-------- Records to use --------

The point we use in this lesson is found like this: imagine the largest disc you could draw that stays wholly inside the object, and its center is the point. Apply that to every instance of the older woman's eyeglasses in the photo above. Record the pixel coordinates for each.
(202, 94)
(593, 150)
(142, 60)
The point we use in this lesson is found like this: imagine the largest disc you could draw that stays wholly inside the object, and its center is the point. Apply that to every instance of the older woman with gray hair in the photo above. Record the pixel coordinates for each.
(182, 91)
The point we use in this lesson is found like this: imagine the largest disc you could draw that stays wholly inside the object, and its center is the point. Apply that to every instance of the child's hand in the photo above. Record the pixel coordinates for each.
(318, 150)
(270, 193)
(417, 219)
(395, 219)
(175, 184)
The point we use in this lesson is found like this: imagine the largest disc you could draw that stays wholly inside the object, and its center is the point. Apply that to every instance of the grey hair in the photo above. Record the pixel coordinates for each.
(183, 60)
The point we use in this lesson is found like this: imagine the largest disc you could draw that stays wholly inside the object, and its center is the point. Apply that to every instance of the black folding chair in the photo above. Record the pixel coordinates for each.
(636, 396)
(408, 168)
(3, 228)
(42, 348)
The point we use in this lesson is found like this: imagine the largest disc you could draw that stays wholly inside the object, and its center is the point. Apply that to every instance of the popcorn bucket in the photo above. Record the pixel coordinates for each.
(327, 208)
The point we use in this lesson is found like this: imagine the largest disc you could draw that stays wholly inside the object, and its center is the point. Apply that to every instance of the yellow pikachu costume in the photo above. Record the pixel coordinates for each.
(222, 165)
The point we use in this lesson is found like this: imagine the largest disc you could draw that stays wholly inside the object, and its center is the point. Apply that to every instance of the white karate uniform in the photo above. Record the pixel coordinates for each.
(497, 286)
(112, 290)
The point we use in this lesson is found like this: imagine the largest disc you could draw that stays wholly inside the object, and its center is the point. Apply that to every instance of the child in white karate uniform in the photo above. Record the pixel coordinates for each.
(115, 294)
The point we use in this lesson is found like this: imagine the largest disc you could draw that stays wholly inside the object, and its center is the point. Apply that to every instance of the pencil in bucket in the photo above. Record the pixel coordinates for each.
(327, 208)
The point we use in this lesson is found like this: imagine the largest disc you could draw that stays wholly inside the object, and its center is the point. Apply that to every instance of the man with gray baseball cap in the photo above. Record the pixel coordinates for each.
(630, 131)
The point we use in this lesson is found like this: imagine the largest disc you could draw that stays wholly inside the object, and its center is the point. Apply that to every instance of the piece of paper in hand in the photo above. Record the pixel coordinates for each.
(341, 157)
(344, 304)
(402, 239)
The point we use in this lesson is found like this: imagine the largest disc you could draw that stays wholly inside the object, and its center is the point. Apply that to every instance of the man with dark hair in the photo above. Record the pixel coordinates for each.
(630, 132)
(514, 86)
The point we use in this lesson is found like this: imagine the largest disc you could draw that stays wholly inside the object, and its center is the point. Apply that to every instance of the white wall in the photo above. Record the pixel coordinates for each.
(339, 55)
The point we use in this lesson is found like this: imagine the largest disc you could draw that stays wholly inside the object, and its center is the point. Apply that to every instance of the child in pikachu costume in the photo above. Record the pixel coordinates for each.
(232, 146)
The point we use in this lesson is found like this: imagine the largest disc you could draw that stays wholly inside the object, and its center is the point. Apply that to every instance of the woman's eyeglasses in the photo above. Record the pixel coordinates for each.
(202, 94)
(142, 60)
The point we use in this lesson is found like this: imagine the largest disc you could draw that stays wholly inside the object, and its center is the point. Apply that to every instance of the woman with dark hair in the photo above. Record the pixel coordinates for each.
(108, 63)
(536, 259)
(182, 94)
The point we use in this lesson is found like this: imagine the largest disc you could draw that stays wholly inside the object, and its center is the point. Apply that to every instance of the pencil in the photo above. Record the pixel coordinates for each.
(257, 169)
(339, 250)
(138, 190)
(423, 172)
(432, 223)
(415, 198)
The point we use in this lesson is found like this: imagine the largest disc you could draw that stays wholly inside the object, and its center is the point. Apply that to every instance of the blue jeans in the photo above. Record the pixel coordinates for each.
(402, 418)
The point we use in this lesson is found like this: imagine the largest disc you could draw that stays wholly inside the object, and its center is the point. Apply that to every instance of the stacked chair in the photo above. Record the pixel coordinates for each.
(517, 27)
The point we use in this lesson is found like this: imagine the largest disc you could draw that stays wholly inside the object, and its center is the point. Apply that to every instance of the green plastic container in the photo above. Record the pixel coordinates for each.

--------

§ **Instructions to follow**
Type the records out again. Match them exactly.

§ **Response**
The point we use in this lesson is found like this: imagine the largest disc you could draw that stays wholly inside the object, and its center is the point. Apply that to every instance of the older woman's eyeglasses in the photo above. Record the pixel coordinates for each.
(202, 94)
(593, 150)
(142, 60)
The point we use in this lesson is found like this: imagine the largest disc you could draw that stays wholly inside the object, and its center is the point. Apply that to every instance of the older woman with gray hair in the photo above. Record the pixel coordinates for each.
(182, 91)
The point we use in this lesson is found like this: imagine the largest disc you could draw that stays wholly inside the object, and its center is the point. Apply that to every instance of the child's hand in the photo above. Record the pixel coordinates for each.
(318, 150)
(270, 193)
(417, 219)
(395, 219)
(175, 184)
The point we use in this lesson is found like this: imagine the largest disc you could draw that stays wholly inside the object, and its center is the point. Apply that to every instance of the grey hair in the photo above. Record the pixel coordinates for each.
(183, 60)
The point we use in this lesson is found like this: imagine the largest disc you could draw that stays wholly inside the object, and its center is the point. Apply that to every instance of the black folding chair in the photo above. Record the pixel coordinates for each.
(636, 396)
(408, 168)
(3, 228)
(42, 348)
The point we use in this lesson is found like this: imagine the largest disc you could draw that stays wholly inside the object, and its center is the point. Apply that to every instance of the popcorn bucket in the photo above. Record the pixel coordinates for each.
(327, 208)
The point we use in this lesson is found like this: imagine the largest disc you could draw that stays wholly inside the object, and its center is the point. Apply that to every instance of the yellow pikachu costume in the photo above. Record the pixel coordinates for each.
(222, 165)
The point we use in this lesson is found like this: imagine the largest disc you could draw that stays wholly inside the object, and its center is the point. Apply that to every instance of the white karate uniform in the photo above. Record the pixel coordinates for each.
(497, 286)
(112, 290)
The point we use in this lesson is found like this: imagine the largest disc you could draw that stays wholly inside the object, and its center is the point. Apply that to every instance of the child in white karate uniform in the photo above. Record the pixel coordinates for each.
(115, 294)
The point we use in this lesson is found like this: imagine the largest disc you could draw that stays wholly inside the object, and its center is the point. Apply that to every instance of the pencil in bucket in the photo above. Record the pixel coordinates for each.
(327, 208)
The point we use in this lesson is found like this: imagine the largest disc you could draw that stays wholly inside the object, and its center is the point. Apply that to every instance of the man with gray baseball cap in the photo above. Record the pixel coordinates for each.
(630, 131)
The point we use in this lesson is found like this: imagine the largest disc you could draw that stays wholly inside the object, and its center is the point. Apply that to every instance of the piece of paper in hand in the photo above. Record the pixel coordinates for each.
(341, 157)
(344, 304)
(402, 239)
The point we use in this lesson is found like this: imagine the largest disc you could draw that stays wholly inside the object, and its center is the point. Apply that to every instance of the man with dark hair in the photo above. Record the pixel coordinates for each.
(630, 132)
(514, 86)
The point we use in this lesson is found like this: imagine the largest disc you could draw that stays wholly inside the object, and its center is the point. Apply that to every instance of the white wall in the photo above. Record the pixel coordinates for each.
(339, 55)
The point we use in this lesson is found like this: imagine the largest disc you could draw that stays wholly inside the object, and its center is the point. Apply that to every instance of the child in pikachu costume in the photo above. Record the pixel coordinates for each.
(232, 146)
The point we use in this lesson is found like this: imagine the largest disc you could draw that stays wholly inside the object, and its center is the point. Apply that to every instance of the woman's eyeglasses in the photo above. Record the pixel coordinates for each.
(202, 94)
(142, 60)
The point we use in this lesson is found like this: imagine the largest disc you could draw that stays wholly inside the object, and its center is the point. Apply that to every instance of the woman with dark hair in the photo above. Record the pixel coordinates for each.
(108, 63)
(536, 259)
(182, 94)
The point we use in this lesson is found like this: imagine the largest disc you could draw that stays wholly inside the object, and its center is the point. Apply that to every instance of the pencil in the photo above. Record the pixel coordinates for each.
(257, 169)
(339, 250)
(138, 190)
(423, 172)
(432, 223)
(415, 198)
The point we use in this lesson is found like this: imagine the largest disc you could draw that stays wholly inside the object, and its center is the point. Apply that to every instance of the blue jeans in the photo above. Record the pixel coordinates for each.
(402, 418)
The point we use in this lesson is found like this: imagine the largest disc you could draw that stays wholly inside the object, and its center is the point. Apply that to every instance of the stacked chair in the photo above. Record the pixel coordinates for each.
(517, 27)
The point we use in this lesson is found like this: imagine the largest disc you could draw that stays wholly inside the object, and its center is the point. Apply that to every instance of the green plastic container in the photo above. Record the pixel coordinates for each.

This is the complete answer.